> **Action item**:
Restate all entries exactly.

> **Source material**:
#####

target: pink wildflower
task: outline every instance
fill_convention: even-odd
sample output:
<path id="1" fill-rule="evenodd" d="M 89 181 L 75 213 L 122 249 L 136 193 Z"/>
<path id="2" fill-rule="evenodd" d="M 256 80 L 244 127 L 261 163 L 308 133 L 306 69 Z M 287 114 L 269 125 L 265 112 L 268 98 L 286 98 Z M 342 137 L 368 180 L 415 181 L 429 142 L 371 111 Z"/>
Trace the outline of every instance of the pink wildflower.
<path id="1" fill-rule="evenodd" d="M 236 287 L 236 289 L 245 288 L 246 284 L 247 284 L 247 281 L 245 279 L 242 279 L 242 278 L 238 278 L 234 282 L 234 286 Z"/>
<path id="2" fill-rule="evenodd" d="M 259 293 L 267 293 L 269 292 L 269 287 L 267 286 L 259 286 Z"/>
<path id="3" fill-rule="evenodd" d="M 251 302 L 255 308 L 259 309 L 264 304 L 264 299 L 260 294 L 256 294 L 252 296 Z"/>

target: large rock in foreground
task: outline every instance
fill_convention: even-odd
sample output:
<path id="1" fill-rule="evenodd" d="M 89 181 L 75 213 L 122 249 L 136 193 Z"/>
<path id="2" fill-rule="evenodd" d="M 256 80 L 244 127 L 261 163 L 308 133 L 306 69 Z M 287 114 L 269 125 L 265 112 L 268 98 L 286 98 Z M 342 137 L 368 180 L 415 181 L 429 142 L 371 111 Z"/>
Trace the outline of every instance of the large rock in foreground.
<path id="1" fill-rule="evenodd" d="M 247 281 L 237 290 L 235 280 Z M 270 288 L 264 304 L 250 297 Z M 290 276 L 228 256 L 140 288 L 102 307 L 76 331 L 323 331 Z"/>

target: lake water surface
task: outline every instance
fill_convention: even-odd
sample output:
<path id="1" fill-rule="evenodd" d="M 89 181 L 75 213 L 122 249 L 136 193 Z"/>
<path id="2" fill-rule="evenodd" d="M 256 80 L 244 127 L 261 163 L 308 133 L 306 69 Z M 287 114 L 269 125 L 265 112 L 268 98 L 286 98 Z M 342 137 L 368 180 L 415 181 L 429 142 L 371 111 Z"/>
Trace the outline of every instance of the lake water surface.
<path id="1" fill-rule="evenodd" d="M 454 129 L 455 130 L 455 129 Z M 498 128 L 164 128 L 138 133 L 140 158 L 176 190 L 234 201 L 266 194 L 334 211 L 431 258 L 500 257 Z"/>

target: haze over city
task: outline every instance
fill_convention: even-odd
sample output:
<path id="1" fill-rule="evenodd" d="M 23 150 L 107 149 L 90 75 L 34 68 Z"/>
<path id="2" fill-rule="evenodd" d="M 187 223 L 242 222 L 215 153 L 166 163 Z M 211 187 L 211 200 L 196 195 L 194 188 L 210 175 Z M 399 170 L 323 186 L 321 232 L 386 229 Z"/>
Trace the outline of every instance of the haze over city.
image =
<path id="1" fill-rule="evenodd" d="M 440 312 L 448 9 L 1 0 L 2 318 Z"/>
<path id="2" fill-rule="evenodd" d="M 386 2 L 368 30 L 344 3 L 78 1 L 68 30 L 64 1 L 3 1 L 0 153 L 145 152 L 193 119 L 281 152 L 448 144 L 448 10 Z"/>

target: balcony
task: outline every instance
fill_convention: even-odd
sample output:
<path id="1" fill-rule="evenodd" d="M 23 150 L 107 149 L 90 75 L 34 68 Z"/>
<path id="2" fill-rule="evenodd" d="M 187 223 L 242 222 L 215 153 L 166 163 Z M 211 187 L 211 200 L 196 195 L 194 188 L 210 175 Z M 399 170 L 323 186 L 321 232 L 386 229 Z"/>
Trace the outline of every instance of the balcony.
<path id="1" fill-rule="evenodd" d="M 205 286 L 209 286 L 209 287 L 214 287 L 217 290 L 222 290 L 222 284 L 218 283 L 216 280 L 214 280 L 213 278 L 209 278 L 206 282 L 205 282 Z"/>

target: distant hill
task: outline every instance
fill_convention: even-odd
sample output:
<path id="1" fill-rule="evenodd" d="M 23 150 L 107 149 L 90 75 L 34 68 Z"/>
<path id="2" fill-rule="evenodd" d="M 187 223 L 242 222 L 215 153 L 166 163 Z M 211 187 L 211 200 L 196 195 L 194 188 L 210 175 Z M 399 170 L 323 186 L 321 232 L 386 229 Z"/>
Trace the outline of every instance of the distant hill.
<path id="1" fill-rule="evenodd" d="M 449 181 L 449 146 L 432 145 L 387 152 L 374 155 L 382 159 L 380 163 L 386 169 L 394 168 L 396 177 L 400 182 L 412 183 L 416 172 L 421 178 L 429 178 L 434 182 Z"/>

#####

> **Solution for this exercise**:
target: pink wildflower
task: outline every instance
fill_convention: even-odd
sample output:
<path id="1" fill-rule="evenodd" d="M 89 181 L 75 213 L 122 249 L 136 193 Z"/>
<path id="2" fill-rule="evenodd" d="M 256 80 L 244 127 L 261 163 L 308 133 L 306 69 Z M 287 114 L 269 125 L 265 112 L 268 98 L 286 98 Z M 342 137 L 368 180 L 415 181 L 429 142 L 371 111 Z"/>
Trace the outline of every instance of the pink wildflower.
<path id="1" fill-rule="evenodd" d="M 236 287 L 236 289 L 245 288 L 246 284 L 247 284 L 247 281 L 245 279 L 242 279 L 242 278 L 238 278 L 234 282 L 234 286 Z"/>
<path id="2" fill-rule="evenodd" d="M 259 293 L 267 293 L 269 292 L 269 287 L 267 286 L 259 286 Z"/>
<path id="3" fill-rule="evenodd" d="M 251 302 L 255 308 L 259 309 L 264 304 L 264 299 L 260 294 L 256 294 L 252 296 Z"/>

target: large rock in foreground
task: outline every instance
fill_convention: even-odd
sample output:
<path id="1" fill-rule="evenodd" d="M 89 181 L 75 213 L 122 249 L 136 193 Z"/>
<path id="2" fill-rule="evenodd" d="M 256 80 L 244 127 L 261 163 L 308 133 L 306 69 Z M 287 114 L 269 125 L 265 112 L 268 98 L 286 98 Z M 342 137 L 368 180 L 415 181 L 429 142 L 371 111 Z"/>
Trace the outline of every instance of the large rock in foreground.
<path id="1" fill-rule="evenodd" d="M 247 281 L 237 290 L 235 280 Z M 270 288 L 264 304 L 250 297 Z M 290 276 L 228 256 L 140 288 L 102 307 L 76 331 L 323 331 Z"/>

target: lake water surface
task: outline every instance
fill_convention: even-odd
sample output:
<path id="1" fill-rule="evenodd" d="M 89 181 L 75 213 L 122 249 L 136 193 Z"/>
<path id="2" fill-rule="evenodd" d="M 256 80 L 244 127 L 261 163 L 308 133 L 306 69 Z M 287 114 L 269 125 L 265 112 L 268 98 L 286 98 Z M 342 137 L 368 180 L 415 181 L 429 142 L 371 111 Z"/>
Trace the outline of every instance of the lake water surface.
<path id="1" fill-rule="evenodd" d="M 454 129 L 455 130 L 455 129 Z M 498 128 L 164 128 L 138 133 L 140 158 L 176 190 L 234 201 L 266 194 L 334 211 L 431 258 L 500 257 Z"/>

target: haze over city
task: outline every instance
fill_convention: even-odd
sample output:
<path id="1" fill-rule="evenodd" d="M 23 150 L 107 149 L 90 75 L 34 68 Z"/>
<path id="2" fill-rule="evenodd" d="M 187 223 L 242 222 L 215 153 L 166 163 Z M 211 187 L 211 200 L 196 195 L 194 188 L 210 175 Z M 399 170 L 323 186 L 321 232 L 386 229 Z"/>
Trace the outline of every instance of the haze over city.
image =
<path id="1" fill-rule="evenodd" d="M 440 312 L 448 9 L 1 0 L 2 318 Z"/>
<path id="2" fill-rule="evenodd" d="M 386 2 L 368 30 L 344 3 L 78 1 L 68 30 L 64 1 L 3 1 L 0 153 L 145 152 L 193 119 L 281 152 L 448 144 L 448 10 Z"/>

target: balcony
task: outline every instance
fill_convention: even-odd
sample output:
<path id="1" fill-rule="evenodd" d="M 23 150 L 107 149 L 90 75 L 34 68 Z"/>
<path id="2" fill-rule="evenodd" d="M 187 223 L 242 222 L 215 153 L 166 163 Z M 211 187 L 211 200 L 196 195 L 194 188 L 210 175 Z M 399 170 L 323 186 L 321 232 L 386 229 Z"/>
Trace the outline of every instance of the balcony.
<path id="1" fill-rule="evenodd" d="M 205 286 L 209 286 L 209 287 L 214 287 L 217 290 L 222 290 L 222 284 L 218 283 L 216 280 L 214 280 L 213 278 L 209 278 L 206 282 L 205 282 Z"/>

target: distant hill
task: outline every instance
fill_convention: even-odd
sample output:
<path id="1" fill-rule="evenodd" d="M 23 150 L 107 149 L 90 75 L 34 68 Z"/>
<path id="2" fill-rule="evenodd" d="M 187 223 L 242 222 L 215 153 L 166 163 Z M 211 187 L 211 200 L 196 195 L 194 188 L 210 175 Z M 399 170 L 323 186 L 321 232 L 386 229 Z"/>
Trace the outline of every instance of the distant hill.
<path id="1" fill-rule="evenodd" d="M 449 181 L 449 146 L 432 145 L 387 152 L 374 155 L 382 159 L 380 163 L 386 169 L 394 168 L 396 177 L 400 182 L 412 183 L 416 172 L 421 178 L 429 178 L 434 182 Z"/>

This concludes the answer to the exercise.